United States Court of Appeals, Fifth Circuit
Mar 12, 1954
210 F.2d 937 (5th Cir. 1954)

Opinion

No. 14789.

March 12, 1954.

J. Edward Thornton, by Vickers Thornton, Mobile, Ala., for appellant.

Eberhard P. Deutsch, Brunswick A. Deutsch, New Orleans, La., T.K. Jackson, Jr., Palmer Pillans, Deutsch, Kerrigan Stiles and Inge, Twitty, Armbrecht Jackson, Mobile, Ala., for appellee, René H. Himel, Jr., New York City, of counsel.

Before HUTCHESON, Chief Judge, and HOLMES and BORAH, Circuit Judges.


Appellant, libelant below, brought a libel in personam against the hull underwriters of its Barge 105 to recover for the loss sustained in the sinking, raising and repairing of the vessel. Under the 56th Admiralty Rule, the underwriters impleaded the Tug Virginia A, which had towed the barge, and her owner, Sam A. McDonald. Libelant also filed a libel in personam against McDonald, in which it alleged negligent towage.

* _Data extract_
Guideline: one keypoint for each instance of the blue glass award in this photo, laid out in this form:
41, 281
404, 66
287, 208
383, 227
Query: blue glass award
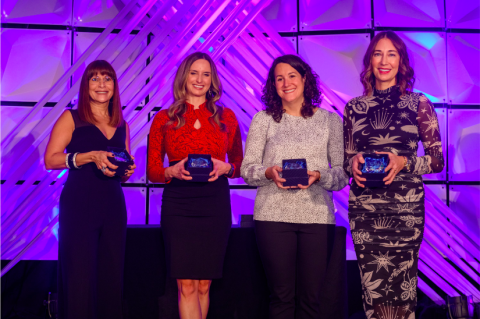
294, 171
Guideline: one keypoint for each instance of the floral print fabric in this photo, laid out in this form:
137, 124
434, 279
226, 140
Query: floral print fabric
387, 223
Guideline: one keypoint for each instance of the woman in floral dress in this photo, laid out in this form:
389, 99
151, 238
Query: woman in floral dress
387, 223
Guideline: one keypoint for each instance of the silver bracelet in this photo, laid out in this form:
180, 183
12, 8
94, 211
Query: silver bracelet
74, 160
66, 160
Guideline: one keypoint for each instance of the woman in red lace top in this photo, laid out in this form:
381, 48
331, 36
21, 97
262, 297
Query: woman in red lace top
196, 216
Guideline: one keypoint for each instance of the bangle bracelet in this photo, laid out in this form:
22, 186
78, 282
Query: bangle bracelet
230, 172
66, 160
405, 163
74, 161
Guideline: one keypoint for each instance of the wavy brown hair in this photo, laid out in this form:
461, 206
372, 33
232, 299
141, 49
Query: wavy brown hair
311, 93
405, 75
178, 108
114, 106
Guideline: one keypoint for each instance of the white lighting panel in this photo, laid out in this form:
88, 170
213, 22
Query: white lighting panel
155, 206
335, 14
83, 40
32, 62
243, 203
442, 123
463, 53
440, 190
135, 199
98, 13
282, 15
427, 55
337, 59
12, 116
463, 14
57, 12
407, 13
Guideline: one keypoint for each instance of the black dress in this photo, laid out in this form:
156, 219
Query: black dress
92, 229
387, 223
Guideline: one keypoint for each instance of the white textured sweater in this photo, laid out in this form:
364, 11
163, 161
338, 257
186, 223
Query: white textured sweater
318, 139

* _Brief A_
From the Fifth Circuit opinion, return the stretch from "Eberhard P. Deutsch, Brunswick" through "BORAH, Circuit Judges.".
* _Brief B_
In the Fifth Circuit opinion, under which admiralty rule did the underwriters implead the Tug Virginia A and her owner?
* _Brief C_
How would the Fifth Circuit opinion go on after its final sentence? Write the continuation.

* _Right answer A_
Eberhard P. Deutsch, Brunswick A. Deutsch, New Orleans, La., T.K. Jackson, Jr., Palmer Pillans, Deutsch, Kerrigan Stiles and Inge, Twitty, Armbrecht Jackson, Mobile, Ala., for appellee, René H. Himel, Jr., New York City, of counsel.

Before HUTCHESON, Chief Judge, and HOLMES and BORAH, Circuit Judges.

* _Right answer B_
The 56th Admiralty Rule.

* _Right answer C_
The two actions were consolidated for the purposes of this trial and judgment, and the issues of fact and law having come on to be heard on the pleadings and proofs of the parties, the court made findings of fact and conclusions of law, on the basis of which he denied libelant's claim on the policy and against the tug, and gave judgment accordingly.

Ideal Cement Co. v. Home Ins. Co., D.C., 112 F. Supp. 413.

In an exhaustive brief, thoroughly canvassing the testimony and vigorously attacking the court's findings of fact and the conclusion that libelant had breached "the warranty of the insurance contract as to seaworthiness", appellant insists: (1) that the insurance policy contains no express warranties; (2) that there is no implied warranty; and (3) that the provisions in the policy of insurance as to seaworthiness are exceptions from coverage.

In the alternative, it argues that the district judge misconceived the burden of proof on the issue of seaworthiness and that he erred in attributing the cause of the sinking of the barge to the holes in its deck and its leaky bulkheads.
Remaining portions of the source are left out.